Written instruction A
From the listing, copy verbatim the lines starting with the line containing "Target: lobster claw" and going on through the line containing "315,0 -> 465,63", including both of those lines.

Create user profiles easily

Automated Profile Management's Profile Maker 2.7 is an administration tool you can use to automate profile creation and management in user-executed applications. For example, you can create profiles for your Microsoft Exchange Server and Microsoft Outlook users and provide configuration information for such applications as Netscape and HP OpenMail.

Profile Maker has two components. The first component, Profile Manager (profmgr.exe), is a GUI interface you use to configure profiles. The second component, Profile Maker's workstation configuration component (profmkr.exe), reads the configuration data you create in Profile Manager and modifies the workstations' configuration.

Installing the software was simple. Because Profile Maker runs on servers and workstations, I used several machines in my test lab. I used my Windows NT Server 4.0 system and several other computers running NT Workstation 4.0 and Windows 9x. I installed the product on my server, then rebooted the server.

I wanted to test the product's automated configuration of email capabilities, including configuration of Exchange Server default settings and personal folders. To begin, I launched Profile Manager from my server's Start menu. Profile Manager's appearance is similar to that of Outlook's Inbox Properties screen: a tabbed dialog box with command buttons. Profile Manager's tabs correspond to services you configure the application to control. For example, if you use Profile Maker to create a Netscape profile, you will see a Netscape tab.

When the program launches, Profile Maker's Services tab opens by default, so you can immediately add or delete services. I started my profile configuration by adding three services I wanted Profile Maker to control: Exchange Server, Personal Address Book (PAB), and Personal Folders. When I clicked Add, Profile Maker presented me with a drop-down list of options. I selected the service I wanted to add and clicked OK. By following this procedure, I added the services to my configuration, along with three new tabs: Exchange Server, PAB, and PST. Screen 1 shows Profile Manager after I added these services.

Source listing:
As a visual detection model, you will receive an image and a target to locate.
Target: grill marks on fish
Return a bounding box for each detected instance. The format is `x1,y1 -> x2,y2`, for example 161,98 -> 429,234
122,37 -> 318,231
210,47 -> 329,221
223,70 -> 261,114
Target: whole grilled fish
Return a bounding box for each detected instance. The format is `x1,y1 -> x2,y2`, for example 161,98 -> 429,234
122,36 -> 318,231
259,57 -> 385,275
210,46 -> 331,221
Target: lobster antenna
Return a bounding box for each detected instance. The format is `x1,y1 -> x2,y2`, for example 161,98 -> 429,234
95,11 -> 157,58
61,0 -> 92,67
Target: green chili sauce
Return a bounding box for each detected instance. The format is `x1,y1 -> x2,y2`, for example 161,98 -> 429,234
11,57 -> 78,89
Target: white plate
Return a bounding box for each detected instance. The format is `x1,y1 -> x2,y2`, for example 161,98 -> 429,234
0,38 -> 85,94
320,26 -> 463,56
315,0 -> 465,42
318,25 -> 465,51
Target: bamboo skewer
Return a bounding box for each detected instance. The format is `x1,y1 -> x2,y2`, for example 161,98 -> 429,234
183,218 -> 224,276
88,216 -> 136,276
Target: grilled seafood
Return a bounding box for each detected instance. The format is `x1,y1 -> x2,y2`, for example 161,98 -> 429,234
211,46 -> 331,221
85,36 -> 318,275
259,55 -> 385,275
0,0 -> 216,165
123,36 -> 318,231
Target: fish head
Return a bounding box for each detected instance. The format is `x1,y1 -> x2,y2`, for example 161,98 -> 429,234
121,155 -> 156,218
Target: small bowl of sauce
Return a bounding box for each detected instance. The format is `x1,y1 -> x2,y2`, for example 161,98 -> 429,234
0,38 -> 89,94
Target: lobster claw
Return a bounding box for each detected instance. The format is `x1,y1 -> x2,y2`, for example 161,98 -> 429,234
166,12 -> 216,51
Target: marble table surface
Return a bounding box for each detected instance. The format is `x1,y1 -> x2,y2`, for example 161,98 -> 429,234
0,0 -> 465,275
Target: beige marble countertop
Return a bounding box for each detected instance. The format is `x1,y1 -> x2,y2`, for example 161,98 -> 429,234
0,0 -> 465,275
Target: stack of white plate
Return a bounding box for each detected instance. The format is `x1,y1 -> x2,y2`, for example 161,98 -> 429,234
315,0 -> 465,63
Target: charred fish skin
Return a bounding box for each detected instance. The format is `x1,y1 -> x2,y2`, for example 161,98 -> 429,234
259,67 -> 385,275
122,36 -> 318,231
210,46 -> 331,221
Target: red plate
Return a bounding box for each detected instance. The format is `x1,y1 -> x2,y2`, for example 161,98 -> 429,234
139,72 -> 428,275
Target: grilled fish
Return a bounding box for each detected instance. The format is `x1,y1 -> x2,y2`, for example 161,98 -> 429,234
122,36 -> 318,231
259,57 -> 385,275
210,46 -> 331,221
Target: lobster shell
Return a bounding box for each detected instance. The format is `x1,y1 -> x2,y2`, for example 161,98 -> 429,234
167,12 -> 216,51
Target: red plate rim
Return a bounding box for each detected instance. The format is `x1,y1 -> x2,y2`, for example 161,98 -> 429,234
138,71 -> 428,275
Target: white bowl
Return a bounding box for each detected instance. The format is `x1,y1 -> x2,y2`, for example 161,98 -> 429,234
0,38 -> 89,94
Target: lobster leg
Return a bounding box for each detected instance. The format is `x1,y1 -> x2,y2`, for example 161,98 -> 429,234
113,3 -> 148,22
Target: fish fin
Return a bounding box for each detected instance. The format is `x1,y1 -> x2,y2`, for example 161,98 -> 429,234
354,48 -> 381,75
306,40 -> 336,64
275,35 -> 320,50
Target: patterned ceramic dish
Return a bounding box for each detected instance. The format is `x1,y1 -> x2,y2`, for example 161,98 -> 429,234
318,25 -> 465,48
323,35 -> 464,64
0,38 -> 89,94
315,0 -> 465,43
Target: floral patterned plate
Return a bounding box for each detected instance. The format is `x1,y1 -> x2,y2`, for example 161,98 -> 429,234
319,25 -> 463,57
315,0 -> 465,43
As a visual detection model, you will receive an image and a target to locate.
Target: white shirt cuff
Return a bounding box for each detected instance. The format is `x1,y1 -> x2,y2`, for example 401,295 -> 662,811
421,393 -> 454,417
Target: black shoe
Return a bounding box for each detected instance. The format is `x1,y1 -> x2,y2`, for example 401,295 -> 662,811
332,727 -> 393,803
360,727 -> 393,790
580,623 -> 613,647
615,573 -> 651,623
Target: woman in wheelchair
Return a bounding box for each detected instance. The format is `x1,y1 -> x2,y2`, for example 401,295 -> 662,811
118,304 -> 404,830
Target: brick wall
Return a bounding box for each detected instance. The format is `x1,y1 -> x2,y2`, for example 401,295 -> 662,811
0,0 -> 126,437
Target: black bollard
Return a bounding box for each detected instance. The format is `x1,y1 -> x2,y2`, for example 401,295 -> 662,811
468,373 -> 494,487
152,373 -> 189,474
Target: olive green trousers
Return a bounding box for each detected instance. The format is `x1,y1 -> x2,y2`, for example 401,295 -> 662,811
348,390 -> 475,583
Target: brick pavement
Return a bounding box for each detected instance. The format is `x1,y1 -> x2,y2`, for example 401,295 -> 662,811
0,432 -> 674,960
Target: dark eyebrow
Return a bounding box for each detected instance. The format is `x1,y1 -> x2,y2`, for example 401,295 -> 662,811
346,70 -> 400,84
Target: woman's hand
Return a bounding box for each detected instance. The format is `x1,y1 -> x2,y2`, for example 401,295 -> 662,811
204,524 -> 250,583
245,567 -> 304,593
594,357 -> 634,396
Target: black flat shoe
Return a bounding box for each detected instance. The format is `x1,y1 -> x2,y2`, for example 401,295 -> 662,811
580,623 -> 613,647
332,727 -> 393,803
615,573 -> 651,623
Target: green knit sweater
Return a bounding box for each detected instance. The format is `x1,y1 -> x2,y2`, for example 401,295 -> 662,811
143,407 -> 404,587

Written instruction B
In the Profile Maker review, what is the file name of the Profile Manager component?

Full output A
Target: lobster claw
Return a bounding box for each detected instance. The format is `x1,y1 -> x2,y2`, for example 161,98 -> 429,234
166,12 -> 216,51
Target: marble table surface
Return a bounding box for each detected instance. The format is `x1,y1 -> x2,y2`, for example 161,98 -> 429,234
0,0 -> 465,275
Target: beige marble countertop
Return a bounding box for each detected instance. The format is `x1,y1 -> x2,y2`, for example 161,98 -> 429,234
0,0 -> 465,275
Target: stack of white plate
Return a bounding box for each detected instance. The format is `x1,y1 -> x2,y2`, for example 161,98 -> 429,234
315,0 -> 465,63

Full output B
profmgr.exe